Exercise aim:
Which rows below contain the string "blue"? Copy each of them in full, matching case exactly.

Material shown:
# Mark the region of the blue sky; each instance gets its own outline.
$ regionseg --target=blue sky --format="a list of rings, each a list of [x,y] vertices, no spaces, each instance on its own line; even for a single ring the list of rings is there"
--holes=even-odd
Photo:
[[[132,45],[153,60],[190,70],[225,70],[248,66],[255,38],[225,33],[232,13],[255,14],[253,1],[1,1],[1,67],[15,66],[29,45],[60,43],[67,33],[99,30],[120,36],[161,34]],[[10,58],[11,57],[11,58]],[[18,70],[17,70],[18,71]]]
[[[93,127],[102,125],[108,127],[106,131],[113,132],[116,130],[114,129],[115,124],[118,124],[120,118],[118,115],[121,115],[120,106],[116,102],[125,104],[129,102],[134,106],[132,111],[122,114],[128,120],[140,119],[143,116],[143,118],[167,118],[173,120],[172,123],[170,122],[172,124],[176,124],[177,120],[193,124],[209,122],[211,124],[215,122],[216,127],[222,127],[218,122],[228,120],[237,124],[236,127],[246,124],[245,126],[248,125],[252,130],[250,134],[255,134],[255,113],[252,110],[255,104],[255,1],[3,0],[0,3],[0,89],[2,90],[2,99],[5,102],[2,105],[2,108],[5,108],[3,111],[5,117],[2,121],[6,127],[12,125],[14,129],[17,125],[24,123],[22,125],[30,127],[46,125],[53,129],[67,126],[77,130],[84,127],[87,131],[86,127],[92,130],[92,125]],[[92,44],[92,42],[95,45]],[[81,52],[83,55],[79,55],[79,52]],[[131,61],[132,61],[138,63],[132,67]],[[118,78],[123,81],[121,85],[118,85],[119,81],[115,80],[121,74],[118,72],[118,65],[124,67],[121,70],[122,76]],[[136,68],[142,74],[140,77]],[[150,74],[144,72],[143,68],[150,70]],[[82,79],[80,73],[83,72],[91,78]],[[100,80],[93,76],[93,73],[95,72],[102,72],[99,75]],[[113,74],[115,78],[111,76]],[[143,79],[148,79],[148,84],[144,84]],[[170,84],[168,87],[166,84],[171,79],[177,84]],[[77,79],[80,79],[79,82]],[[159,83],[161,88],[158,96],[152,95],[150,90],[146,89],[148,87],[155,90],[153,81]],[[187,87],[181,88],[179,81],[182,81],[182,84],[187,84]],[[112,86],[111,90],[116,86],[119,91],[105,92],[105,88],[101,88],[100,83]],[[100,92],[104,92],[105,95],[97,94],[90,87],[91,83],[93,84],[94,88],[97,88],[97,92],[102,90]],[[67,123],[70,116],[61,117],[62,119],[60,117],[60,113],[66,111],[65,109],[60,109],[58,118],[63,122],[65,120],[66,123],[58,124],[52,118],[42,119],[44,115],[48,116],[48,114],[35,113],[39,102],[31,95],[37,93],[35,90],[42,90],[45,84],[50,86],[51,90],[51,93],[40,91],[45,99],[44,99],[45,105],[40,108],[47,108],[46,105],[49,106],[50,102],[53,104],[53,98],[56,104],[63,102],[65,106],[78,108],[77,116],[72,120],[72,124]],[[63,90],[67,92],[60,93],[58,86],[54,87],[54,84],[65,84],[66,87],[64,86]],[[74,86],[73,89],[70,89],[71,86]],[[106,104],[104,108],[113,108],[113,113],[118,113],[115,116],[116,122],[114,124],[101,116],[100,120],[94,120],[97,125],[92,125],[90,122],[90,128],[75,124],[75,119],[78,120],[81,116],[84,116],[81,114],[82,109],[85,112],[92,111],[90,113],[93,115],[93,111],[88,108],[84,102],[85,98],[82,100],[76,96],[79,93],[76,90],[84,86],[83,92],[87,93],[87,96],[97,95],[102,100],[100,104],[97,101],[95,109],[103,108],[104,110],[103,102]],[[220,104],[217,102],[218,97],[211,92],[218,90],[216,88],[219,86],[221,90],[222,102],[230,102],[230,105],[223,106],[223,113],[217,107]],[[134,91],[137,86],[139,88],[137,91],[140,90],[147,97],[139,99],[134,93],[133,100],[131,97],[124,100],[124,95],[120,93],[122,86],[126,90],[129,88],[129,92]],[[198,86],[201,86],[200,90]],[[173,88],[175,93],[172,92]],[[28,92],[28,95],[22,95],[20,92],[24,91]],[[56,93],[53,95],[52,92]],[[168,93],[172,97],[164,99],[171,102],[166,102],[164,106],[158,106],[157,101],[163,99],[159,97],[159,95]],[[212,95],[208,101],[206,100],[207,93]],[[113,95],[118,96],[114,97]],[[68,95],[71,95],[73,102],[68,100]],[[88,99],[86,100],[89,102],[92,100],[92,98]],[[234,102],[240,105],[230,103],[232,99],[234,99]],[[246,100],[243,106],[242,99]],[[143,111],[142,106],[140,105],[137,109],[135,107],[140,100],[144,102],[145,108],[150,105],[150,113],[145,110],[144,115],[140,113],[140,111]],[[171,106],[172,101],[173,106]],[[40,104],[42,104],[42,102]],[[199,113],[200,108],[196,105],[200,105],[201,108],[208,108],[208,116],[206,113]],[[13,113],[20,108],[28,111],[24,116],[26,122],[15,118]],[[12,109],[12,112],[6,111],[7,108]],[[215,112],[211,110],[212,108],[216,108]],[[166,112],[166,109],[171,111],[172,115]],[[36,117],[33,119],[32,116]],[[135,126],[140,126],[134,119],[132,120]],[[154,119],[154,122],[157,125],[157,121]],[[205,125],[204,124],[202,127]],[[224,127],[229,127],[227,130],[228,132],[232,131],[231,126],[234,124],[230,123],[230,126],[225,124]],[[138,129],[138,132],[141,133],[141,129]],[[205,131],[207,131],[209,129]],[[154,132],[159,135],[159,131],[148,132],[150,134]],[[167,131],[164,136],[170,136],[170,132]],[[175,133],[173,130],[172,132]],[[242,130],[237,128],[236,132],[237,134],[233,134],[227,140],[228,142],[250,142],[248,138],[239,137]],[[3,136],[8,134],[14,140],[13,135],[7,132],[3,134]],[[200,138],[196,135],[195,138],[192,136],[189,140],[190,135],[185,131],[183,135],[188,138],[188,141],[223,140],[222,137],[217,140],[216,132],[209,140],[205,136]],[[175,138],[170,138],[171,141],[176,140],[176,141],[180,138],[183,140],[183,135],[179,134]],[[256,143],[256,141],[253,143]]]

Completed task:
# Mark the region of the blue sky; each instance gets its own outline.
$ regionseg --target=blue sky --format="a list of rings, each a list of [x,y] vertices, no spaces, each instance on its own line; even for a single ring the list of rings is there"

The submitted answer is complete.